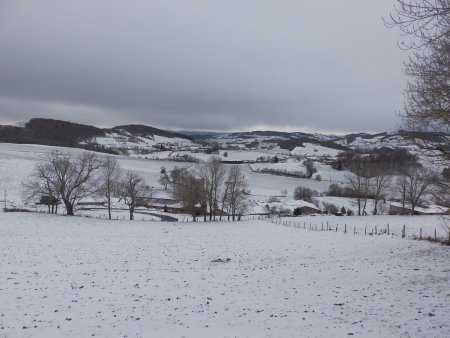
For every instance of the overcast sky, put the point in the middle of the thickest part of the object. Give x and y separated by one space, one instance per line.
202 64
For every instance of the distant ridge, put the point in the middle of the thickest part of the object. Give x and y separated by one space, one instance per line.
68 134
143 130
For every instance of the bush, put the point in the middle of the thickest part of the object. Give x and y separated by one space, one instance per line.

*Requirement*.
The material should be returned verbatim, with all images omitted.

*Final answer*.
For every instance of the overcast sky, put the point in the middle of the thickest part of the object. Give x and y separated by one space, one instance per line.
202 64
For every instance of the distant ridge, put the point in the middle of the thickest part of the object. Give x and y separated by one space, one instance per line.
68 134
143 130
For every instance of the bush, put the point in the middle of the thickest part of the object. Give x and y separated by one space, one instance per line.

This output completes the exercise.